Petunjuk
1. Tuliskan kembali seluruh kutipan dokumen tentang keluarga Soeryadjaya dan perbankan tanpa mengubah apa pun.
2. Tolong ganti "gift box" dengan "wrapped present" pada bagian data mulai dari baris yang memuat "Where can you spot the christmas tree?" sampai baris terakhir data, lalu tuliskan hanya bagian itu. Biarkan bagian lainnya tetap sama.

Kutipan Dokumen
Baca berita tanpa iklan. Gabung Kompas.com+

CLBK Keluarga Soeryadjaya dengan Perbankan

Kompas.com - 23/01/2009, 13:46 WIB

JAKARTA, JUMAT — Rupanya keluarga Soeryadjaya tengah dilanda CLBK, alias “cinta lama bersemi kembali” dengan bisnis perbankan. Setelah gagal menyelamatkan Bank Summa dari cengkeraman pailit, kini, 16 tahun kemudian, keluarga taipan itu berniat masuk lagi ke ranah bisnis perbankan Tanah Air.

Mereka akan mengakuisisi 99 persen saham Bank Indonesia Finance and Investment Company (IFI) milik pengusaha Bambang Rachmadi, yang ada di PT Ramako Media Promosindo. Kabarnya, keluarga Soeryadjaya akan berkongsi dengan Sabar Ganda Sitorus, pengusaha Sumatera Utara.

Begitu kabar tersebut beredar, langsung banyak pertanyaan menyeruak. Pertanyaan utama tentu latar belakang ketertarikan keluarga Soeryadjaya untuk kembali masuk bisnis perbankan. Apakah mereka tidak trauma dengan kegagalan Bank Summa? Lalu, mengapa mereka memilih mengakuisisi Bank IFI?

Kumpulan Data
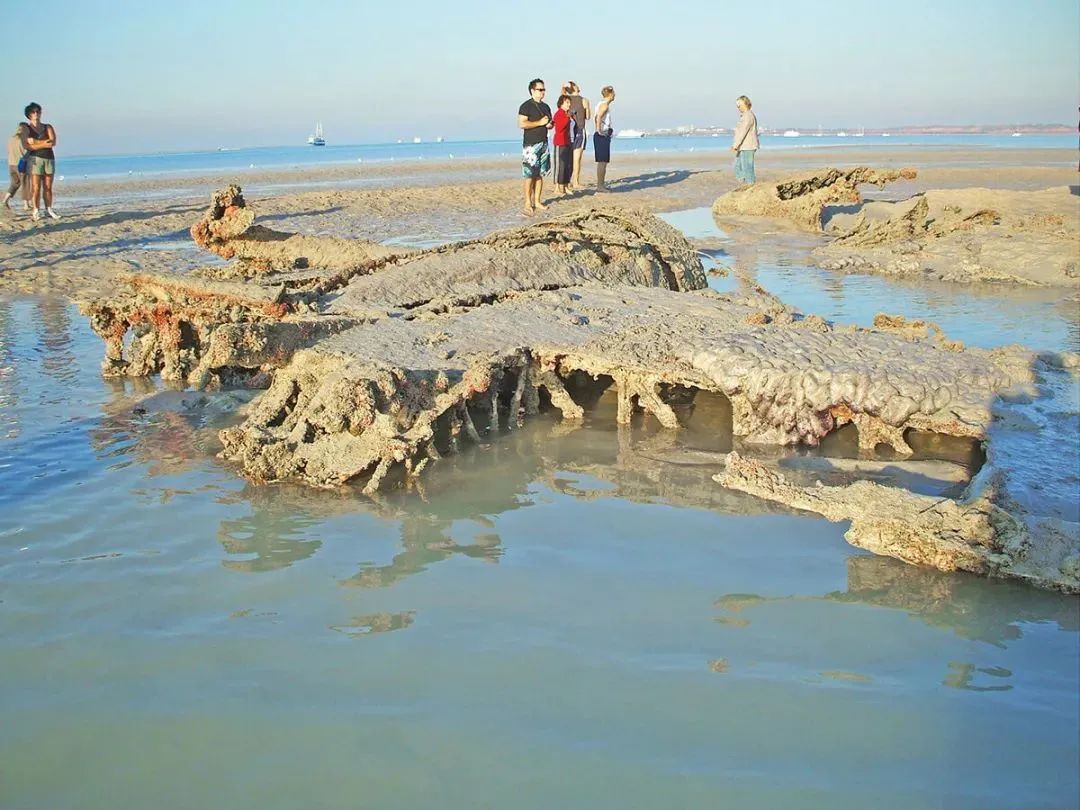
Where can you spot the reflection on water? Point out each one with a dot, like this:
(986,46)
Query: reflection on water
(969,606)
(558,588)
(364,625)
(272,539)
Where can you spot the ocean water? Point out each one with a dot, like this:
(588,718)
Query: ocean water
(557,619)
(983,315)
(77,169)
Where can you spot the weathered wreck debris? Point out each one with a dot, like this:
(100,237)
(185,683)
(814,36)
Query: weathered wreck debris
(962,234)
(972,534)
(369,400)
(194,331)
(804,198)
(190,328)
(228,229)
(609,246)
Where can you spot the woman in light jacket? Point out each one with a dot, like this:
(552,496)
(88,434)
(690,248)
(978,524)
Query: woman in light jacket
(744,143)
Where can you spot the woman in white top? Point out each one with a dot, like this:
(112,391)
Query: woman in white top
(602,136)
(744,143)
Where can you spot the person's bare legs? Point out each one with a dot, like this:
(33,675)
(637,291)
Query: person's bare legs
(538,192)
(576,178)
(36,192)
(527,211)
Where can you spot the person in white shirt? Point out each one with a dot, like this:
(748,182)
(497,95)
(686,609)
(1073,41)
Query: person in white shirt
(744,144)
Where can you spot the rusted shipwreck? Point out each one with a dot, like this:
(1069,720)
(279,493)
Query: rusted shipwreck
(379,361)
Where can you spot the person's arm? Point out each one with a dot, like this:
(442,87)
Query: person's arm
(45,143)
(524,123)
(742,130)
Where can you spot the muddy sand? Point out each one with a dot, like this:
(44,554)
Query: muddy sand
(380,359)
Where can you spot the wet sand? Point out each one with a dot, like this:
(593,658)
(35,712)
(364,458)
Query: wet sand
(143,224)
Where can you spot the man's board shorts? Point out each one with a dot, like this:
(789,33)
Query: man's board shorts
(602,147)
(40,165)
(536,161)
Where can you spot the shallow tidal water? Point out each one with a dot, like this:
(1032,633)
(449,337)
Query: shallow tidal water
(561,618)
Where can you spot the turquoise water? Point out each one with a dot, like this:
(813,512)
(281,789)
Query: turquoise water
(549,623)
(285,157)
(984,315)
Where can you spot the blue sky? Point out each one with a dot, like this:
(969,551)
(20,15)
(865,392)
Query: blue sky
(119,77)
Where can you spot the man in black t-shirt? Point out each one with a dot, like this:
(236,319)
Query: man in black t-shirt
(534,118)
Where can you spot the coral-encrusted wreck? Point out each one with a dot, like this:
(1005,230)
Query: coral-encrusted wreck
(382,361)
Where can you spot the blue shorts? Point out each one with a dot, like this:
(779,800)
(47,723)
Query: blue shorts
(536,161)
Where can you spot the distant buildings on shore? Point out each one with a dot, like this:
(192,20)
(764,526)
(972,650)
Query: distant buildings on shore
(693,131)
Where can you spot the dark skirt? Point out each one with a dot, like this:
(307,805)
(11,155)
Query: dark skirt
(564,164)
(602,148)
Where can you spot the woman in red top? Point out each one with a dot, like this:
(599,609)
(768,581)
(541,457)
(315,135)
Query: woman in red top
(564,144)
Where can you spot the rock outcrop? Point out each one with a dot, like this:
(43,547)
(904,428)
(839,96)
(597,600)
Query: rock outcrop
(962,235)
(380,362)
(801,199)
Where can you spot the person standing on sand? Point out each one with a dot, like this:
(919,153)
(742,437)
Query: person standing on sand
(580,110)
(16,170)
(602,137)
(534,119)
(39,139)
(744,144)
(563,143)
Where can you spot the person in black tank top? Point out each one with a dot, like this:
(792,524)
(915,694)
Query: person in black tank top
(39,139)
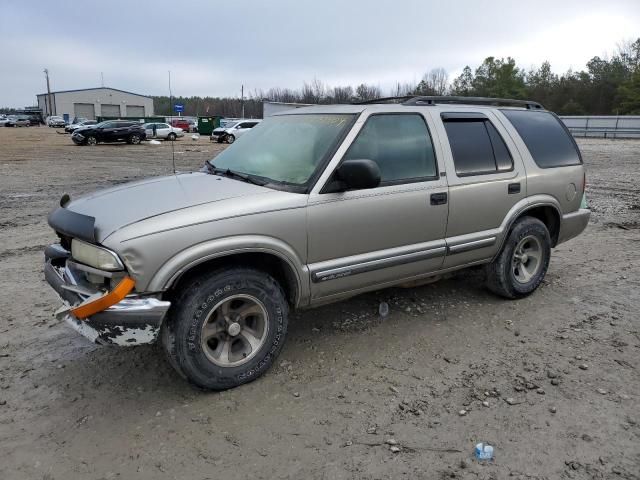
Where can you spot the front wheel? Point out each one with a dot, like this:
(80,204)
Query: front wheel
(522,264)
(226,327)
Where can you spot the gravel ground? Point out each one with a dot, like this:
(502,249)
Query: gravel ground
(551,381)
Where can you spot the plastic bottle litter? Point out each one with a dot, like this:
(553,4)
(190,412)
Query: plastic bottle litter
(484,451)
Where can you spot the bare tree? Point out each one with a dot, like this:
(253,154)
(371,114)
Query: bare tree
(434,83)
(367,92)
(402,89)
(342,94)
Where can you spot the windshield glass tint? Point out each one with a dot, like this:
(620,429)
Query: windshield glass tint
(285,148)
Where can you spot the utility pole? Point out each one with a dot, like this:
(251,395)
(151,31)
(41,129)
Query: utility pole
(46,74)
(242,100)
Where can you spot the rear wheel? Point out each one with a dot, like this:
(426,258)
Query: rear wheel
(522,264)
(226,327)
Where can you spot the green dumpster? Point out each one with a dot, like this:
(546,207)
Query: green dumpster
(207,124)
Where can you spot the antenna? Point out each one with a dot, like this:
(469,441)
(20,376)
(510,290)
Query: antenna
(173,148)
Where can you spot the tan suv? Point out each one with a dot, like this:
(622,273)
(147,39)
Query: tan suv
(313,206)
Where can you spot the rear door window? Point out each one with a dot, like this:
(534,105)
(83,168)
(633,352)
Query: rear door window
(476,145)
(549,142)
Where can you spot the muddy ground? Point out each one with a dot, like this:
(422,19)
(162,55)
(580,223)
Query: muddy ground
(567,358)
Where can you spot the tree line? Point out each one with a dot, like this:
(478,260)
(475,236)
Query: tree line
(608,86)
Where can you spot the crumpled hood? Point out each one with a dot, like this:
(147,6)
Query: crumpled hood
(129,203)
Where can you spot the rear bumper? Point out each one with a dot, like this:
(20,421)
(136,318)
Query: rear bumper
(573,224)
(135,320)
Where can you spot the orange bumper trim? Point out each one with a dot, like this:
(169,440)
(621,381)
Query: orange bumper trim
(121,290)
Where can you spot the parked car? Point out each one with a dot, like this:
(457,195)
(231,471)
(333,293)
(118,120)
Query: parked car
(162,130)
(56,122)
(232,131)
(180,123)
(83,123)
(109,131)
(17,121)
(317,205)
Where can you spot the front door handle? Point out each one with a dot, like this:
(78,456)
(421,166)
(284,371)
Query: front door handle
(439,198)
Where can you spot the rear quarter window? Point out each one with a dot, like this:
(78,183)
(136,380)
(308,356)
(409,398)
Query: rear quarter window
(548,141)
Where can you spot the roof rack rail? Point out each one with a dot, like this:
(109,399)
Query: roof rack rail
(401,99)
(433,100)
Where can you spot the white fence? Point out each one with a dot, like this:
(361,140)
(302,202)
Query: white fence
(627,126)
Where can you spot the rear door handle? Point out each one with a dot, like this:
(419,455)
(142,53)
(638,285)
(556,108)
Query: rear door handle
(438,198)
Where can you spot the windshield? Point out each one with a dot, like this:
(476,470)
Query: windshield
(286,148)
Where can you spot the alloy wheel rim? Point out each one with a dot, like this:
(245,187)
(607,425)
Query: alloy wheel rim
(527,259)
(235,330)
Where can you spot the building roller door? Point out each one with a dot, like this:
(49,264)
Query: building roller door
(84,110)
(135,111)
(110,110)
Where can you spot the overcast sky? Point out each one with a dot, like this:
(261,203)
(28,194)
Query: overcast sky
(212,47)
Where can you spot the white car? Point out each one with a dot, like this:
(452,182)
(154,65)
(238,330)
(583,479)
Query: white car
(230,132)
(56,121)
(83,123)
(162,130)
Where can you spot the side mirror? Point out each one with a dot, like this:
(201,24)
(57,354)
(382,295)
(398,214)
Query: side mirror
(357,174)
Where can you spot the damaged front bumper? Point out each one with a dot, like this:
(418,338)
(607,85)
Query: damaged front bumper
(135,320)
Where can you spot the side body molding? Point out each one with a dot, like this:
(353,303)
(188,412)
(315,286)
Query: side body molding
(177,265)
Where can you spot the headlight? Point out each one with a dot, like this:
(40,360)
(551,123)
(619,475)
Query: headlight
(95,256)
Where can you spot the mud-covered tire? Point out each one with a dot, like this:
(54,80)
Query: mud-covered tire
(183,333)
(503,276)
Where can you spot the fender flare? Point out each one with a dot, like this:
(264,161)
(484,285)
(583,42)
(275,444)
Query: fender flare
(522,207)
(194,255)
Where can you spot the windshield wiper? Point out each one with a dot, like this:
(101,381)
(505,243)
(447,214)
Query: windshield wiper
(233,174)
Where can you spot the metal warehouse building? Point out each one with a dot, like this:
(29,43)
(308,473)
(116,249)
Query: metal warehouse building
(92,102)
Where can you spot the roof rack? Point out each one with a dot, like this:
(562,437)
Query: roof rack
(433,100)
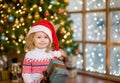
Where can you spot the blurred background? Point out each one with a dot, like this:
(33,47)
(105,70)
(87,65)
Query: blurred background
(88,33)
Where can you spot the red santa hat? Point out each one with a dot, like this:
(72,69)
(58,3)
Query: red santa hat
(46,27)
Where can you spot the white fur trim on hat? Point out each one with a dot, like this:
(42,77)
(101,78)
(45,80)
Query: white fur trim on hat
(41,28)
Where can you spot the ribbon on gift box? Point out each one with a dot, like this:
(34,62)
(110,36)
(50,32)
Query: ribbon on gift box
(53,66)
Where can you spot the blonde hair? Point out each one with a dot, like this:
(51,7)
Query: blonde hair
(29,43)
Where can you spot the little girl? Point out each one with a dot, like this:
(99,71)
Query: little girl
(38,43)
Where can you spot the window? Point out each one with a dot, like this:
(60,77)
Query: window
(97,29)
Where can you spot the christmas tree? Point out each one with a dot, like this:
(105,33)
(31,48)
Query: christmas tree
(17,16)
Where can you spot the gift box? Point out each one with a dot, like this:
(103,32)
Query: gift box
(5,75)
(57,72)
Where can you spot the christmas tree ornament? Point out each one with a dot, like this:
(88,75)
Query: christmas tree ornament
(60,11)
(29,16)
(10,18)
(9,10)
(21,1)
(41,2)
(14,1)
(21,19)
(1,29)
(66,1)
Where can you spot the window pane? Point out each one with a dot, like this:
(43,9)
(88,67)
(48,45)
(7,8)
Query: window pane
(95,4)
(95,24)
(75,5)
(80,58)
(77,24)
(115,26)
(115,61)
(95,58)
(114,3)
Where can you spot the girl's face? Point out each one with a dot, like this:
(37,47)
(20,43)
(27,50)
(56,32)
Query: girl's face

Jawaban Tiap Tugas
1.
Baca berita tanpa iklan. Gabung Kompas.com+

CLBK Keluarga Soeryadjaya dengan Perbankan

Kompas.com - 23/01/2009, 13:46 WIB

JAKARTA, JUMAT — Rupanya keluarga Soeryadjaya tengah dilanda CLBK, alias “cinta lama bersemi kembali” dengan bisnis perbankan. Setelah gagal menyelamatkan Bank Summa dari cengkeraman pailit, kini, 16 tahun kemudian, keluarga taipan itu berniat masuk lagi ke ranah bisnis perbankan Tanah Air.

Mereka akan mengakuisisi 99 persen saham Bank Indonesia Finance and Investment Company (IFI) milik pengusaha Bambang Rachmadi, yang ada di PT Ramako Media Promosindo. Kabarnya, keluarga Soeryadjaya akan berkongsi dengan Sabar Ganda Sitorus, pengusaha Sumatera Utara.

Begitu kabar tersebut beredar, langsung banyak pertanyaan menyeruak. Pertanyaan utama tentu latar belakang ketertarikan keluarga Soeryadjaya untuk kembali masuk bisnis perbankan. Apakah mereka tidak trauma dengan kegagalan Bank Summa? Lalu, mengapa mereka memilih mengakuisisi Bank IFI?

2.
Where can you spot the christmas tree? Point out each one with a dot, like this:
(105,33)
(31,48)
Query: christmas tree
(17,16)
Where can you spot the wrapped present? Point out each one with a dot, like this:
(103,32)
Query: wrapped present
(5,75)
(57,72)
Where can you spot the christmas tree ornament? Point out each one with a dot, like this:
(88,75)
Query: christmas tree ornament
(60,11)
(29,16)
(10,18)
(9,10)
(21,1)
(41,2)
(14,1)
(21,19)
(1,29)
(66,1)
Where can you spot the window pane? Point out each one with a dot, like this:
(43,9)
(88,67)
(48,45)
(7,8)
Query: window pane
(95,4)
(95,24)
(75,5)
(80,58)
(77,24)
(115,26)
(115,61)
(95,58)
(114,3)
Where can you spot the girl's face? Point out each one with a dot, like this:
(37,47)
(20,43)
(27,50)
(56,32)
Query: girl's face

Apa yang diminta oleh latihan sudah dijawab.